## Short exercise 1
From the kernel development news, extract the stretch from "Stable updates: there" through "to the 'net.".
## Short exercise 2
Using the kernel development news, decide whether each statement below agrees with it. Answer yes or no for each, and quote the words that settle it.
(a) The -rc4 release has about twice as many commits as -rc3.
(b) Several stable updates came out over the last week.
(c) The Linux Foundation report describes more frenzied development than the previous one.
## Short exercise 3
According to the kernel development news, on what date was 2.6.37-rc4 released?

Brief items
The current development kernel is 2.6.37-rc4,
released on November 29. "
As
suspected, spending most of the week in Japan made some kernel developers
break out in gleeful shouts of 'let's send Linus patches when he is
jet-lagged, and see if we can confuse him even more than usual'. As a
result -rc4 has about twice the commits that -rc3 had." It's still
mostly fixes, though; see the announcement for the short-form changelog, or
the
full changelog for all the details.
Stable updates: there have been no stable updates released over the
last week.
Comments (none posted)
Yeah, restricting information is always a double edged sword - and
by locking down we are implicitly assuming that the number of
people trying to do harm is larger than the number of people trying
to help. It is probably true though - and the damage they can
inflict is becoming more and more serious (financially, legally and
socially - and, in some cases, physically) with every year of
humanity moving their lives to the 'net.
--
Ingo Molnar
Well yes. We take something which will fail occasionally and with
your patch replace it with something which will fail a bit more
often. Why don't we go all the way and do something which will
fail *even more often*. Namely, just delete the damn function in
the hope that the resulting failures will provoke the ext4 crew
into doing something sane this time?
--
Andrew Morton
Comments (none posted)
The Linux Foundation has
announced
the annual update of its report on kernel development. There is little
there that will be new to LWN readers, but, in the humble opinion of your
editor (who is one of the authors), it is a good summary of the situation.
"
This paper documents a bit less frenzied development than the last
one, which was expected given all the new features of 2.6.30 (ext4, ftrace,
btrfs, perf etc) as well as the peak of merged drivers from Linux stable
tree. Regardless, this report continues to paint a picture of a very strong
and vibrant development community."

## Dataset extract
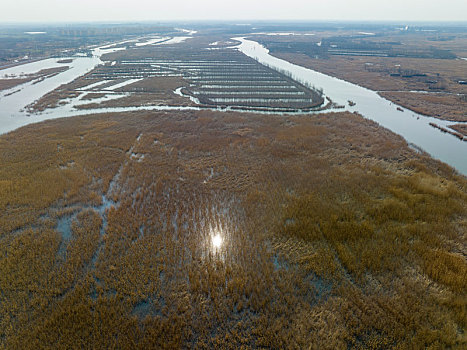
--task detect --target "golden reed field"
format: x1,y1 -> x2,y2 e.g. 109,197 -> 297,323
0,111 -> 467,349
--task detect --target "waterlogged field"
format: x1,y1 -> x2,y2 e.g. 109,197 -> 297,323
0,111 -> 467,349
25,38 -> 328,112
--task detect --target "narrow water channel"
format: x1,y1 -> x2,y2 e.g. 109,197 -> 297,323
233,38 -> 467,176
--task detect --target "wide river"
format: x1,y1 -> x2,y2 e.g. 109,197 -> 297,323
0,37 -> 467,175
234,38 -> 467,175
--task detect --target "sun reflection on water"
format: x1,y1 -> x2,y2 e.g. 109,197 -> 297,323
212,233 -> 223,249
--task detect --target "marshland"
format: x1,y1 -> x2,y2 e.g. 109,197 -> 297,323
0,19 -> 467,349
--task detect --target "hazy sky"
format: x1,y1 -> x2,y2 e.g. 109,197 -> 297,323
0,0 -> 467,23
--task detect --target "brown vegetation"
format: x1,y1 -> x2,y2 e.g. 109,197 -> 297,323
450,124 -> 467,137
0,111 -> 467,349
268,45 -> 467,121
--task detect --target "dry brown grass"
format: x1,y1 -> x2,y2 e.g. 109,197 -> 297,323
275,53 -> 467,121
450,124 -> 467,136
0,111 -> 467,349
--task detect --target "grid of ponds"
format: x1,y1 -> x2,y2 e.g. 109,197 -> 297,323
88,49 -> 324,110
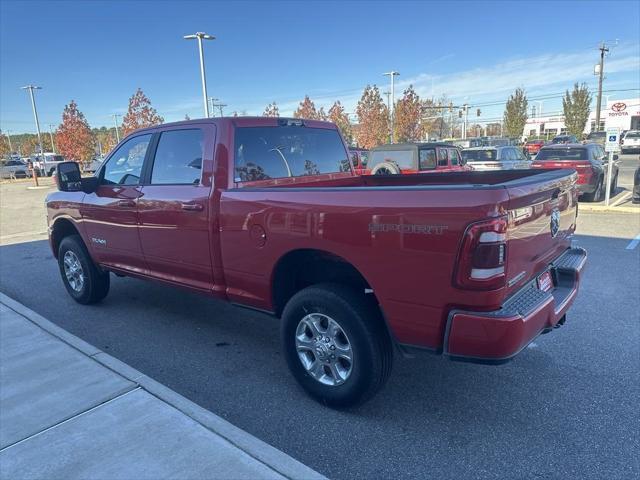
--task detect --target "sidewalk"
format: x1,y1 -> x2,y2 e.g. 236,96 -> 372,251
0,293 -> 324,480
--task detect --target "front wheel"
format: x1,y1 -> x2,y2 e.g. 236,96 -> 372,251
58,235 -> 110,305
282,284 -> 393,407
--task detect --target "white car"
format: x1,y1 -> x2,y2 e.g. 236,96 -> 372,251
0,158 -> 31,178
620,130 -> 640,153
33,152 -> 65,177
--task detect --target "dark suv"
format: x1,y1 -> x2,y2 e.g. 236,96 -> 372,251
532,143 -> 619,202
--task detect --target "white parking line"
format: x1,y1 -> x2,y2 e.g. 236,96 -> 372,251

## Exercise answer 1
Stable updates: there have been no stable updates released over the
last week.
Comments (none posted)
Yeah, restricting information is always a double edged sword - and
by locking down we are implicitly assuming that the number of
people trying to do harm is larger than the number of people trying
to help. It is probably true though - and the damage they can
inflict is becoming more and more serious (financially, legally and
socially - and, in some cases, physically) with every year of
humanity moving their lives to the 'net.

## Exercise answer 2
(a) Yes: "-rc4 has about twice the commits that -rc3 had."
(b) No: "there have been no stable updates released over the last week."
(c) No: "This paper documents a bit less frenzied development than the last one"

## Exercise answer 3
November 29.